Exercise aim | Images excluded, repeat each entry below exactly.
***** Raw records *****
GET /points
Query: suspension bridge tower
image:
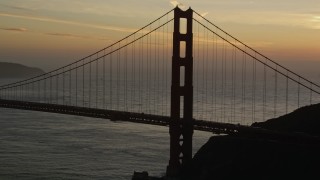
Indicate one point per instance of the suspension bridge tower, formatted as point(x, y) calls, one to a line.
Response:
point(181, 124)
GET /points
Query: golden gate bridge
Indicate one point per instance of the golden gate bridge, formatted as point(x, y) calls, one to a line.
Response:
point(181, 71)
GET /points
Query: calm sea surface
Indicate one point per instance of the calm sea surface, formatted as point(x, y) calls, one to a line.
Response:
point(36, 145)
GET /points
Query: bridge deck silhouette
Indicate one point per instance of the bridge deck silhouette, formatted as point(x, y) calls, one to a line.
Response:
point(113, 115)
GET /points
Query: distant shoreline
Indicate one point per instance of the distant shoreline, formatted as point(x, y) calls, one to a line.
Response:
point(15, 70)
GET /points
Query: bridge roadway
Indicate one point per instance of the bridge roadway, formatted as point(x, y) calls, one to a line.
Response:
point(208, 126)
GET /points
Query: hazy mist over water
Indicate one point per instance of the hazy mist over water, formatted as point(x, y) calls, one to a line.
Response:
point(52, 146)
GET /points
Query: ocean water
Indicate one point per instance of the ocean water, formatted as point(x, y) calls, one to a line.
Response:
point(37, 145)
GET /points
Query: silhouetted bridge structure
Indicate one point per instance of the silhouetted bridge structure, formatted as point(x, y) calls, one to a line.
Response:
point(181, 71)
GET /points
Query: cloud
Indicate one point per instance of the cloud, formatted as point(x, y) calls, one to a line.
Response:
point(52, 20)
point(15, 29)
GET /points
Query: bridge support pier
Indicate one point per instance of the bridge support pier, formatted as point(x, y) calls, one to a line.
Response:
point(181, 124)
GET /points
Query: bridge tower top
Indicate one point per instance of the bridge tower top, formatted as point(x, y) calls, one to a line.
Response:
point(181, 125)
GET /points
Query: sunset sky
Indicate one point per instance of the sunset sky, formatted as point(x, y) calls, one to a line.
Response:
point(49, 33)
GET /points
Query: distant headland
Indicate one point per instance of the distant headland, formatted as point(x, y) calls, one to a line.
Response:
point(14, 70)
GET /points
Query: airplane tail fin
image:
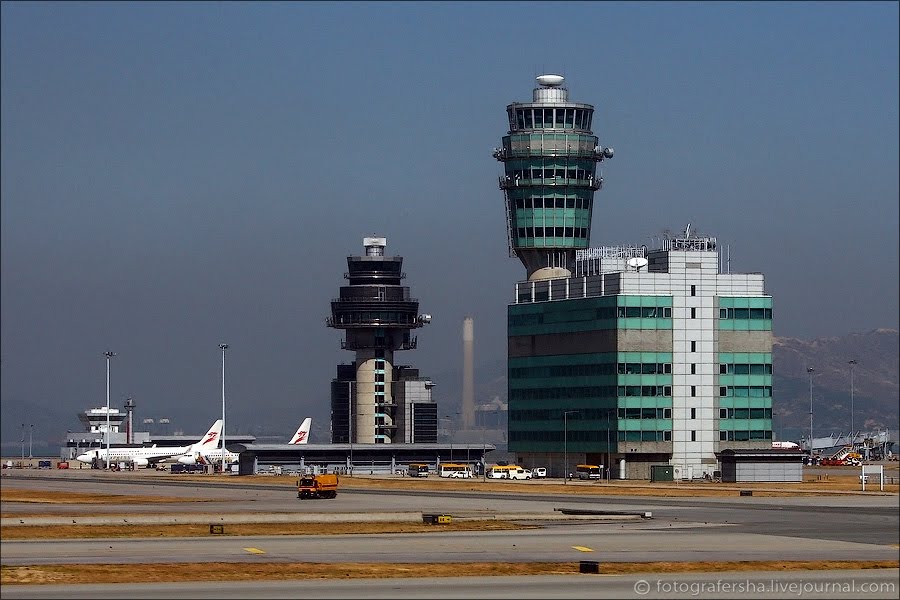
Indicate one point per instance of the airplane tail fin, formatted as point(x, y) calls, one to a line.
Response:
point(302, 435)
point(211, 440)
*****
Output below |
GET /points
Query: suspension bridge tower
image:
Indicate one point per instance of the suspension bridge tower, formatted as point(x, y) calls, one to a line.
Response:
point(181, 124)
GET /points
Query: golden gate bridge
Indicate one point per instance of the golden gate bridge, formatted as point(x, y) calls, one to a line.
Response:
point(181, 71)
GET /points
Query: calm sea surface
Indicate one point per instance of the calm sea surface, formatted as point(x, y) calls, one to a line.
Response:
point(36, 145)
GET /points
Query: bridge deck silhouette
Indicate one point per instance of the bridge deck silhouette, formatted as point(x, y) calls, one to a line.
Response:
point(113, 115)
GET /points
Query: distant shoreline
Indicate one point per instance of the distant shoreline, formatted as point(x, y) calls, one to a line.
Response:
point(15, 70)
GET /points
Query: bridge roadway
Indicate one point per instance of the bridge roadway, formatted as point(x, y) calls, one to a line.
Response:
point(208, 126)
GET /points
Query: hazy mist over water
Indicate one point per instance of the hazy mist over water, formatted as point(x, y) calls, one to a line.
Response:
point(52, 146)
GET /points
Query: ocean water
Indicate one point per instance of the ocean water, formatted as point(x, y) calls, one to a line.
Response:
point(37, 145)
GET /points
Query: silhouetted bridge structure
Indicate one point per instance of the silhouetted bridge structure, formatted as point(x, y) calls, one to a line.
Response:
point(181, 71)
GET /points
Query: cloud
Indicate one point per instance of the cloud, formatted as point(x, y) calls, one to a line.
Response:
point(52, 20)
point(15, 29)
GET /points
Query: bridge support pier
Indicate one point per instance of the bridge support pier, formatted as point(x, y) calls, one to a line.
Response:
point(181, 124)
GET /points
Query: bridge tower top
Indicate one point per instance of the bridge tower top, formatted as point(x, y) calls, one to a line.
Response:
point(181, 125)
GET /points
Query: sunset sky
Indicate one point per instance of the sunset sky, formatted as point(x, y) calls, one to a line.
Response:
point(49, 33)
GET /points
Query: distant headland
Indicate one point per instance of the distant headland, formatted as point(x, y) calls, one to a line.
Response:
point(14, 70)
GET /points
Query: airplane tail fin
image:
Indicate one point per instance of the airplane tail fin, formatted as point(x, y) calls, one to a line.
Response:
point(302, 435)
point(211, 440)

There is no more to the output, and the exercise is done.